[Entries from a dataset]

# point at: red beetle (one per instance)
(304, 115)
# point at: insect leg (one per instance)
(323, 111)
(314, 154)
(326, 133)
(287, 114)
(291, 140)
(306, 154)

### SHORT PROBLEM
Render the lines above as a two-column CSV with the headers "request" and "answer", giving one row per request with its text and its answer. Put each value in a single quoted field and turn any line breaks into spaces.

### COMPLETE ANSWER
request,answer
"# point at: red beetle (one per instance)","(304, 115)"
"# point at: insect leg (one per instance)","(323, 111) (314, 154) (326, 133) (287, 114) (291, 140) (306, 154)"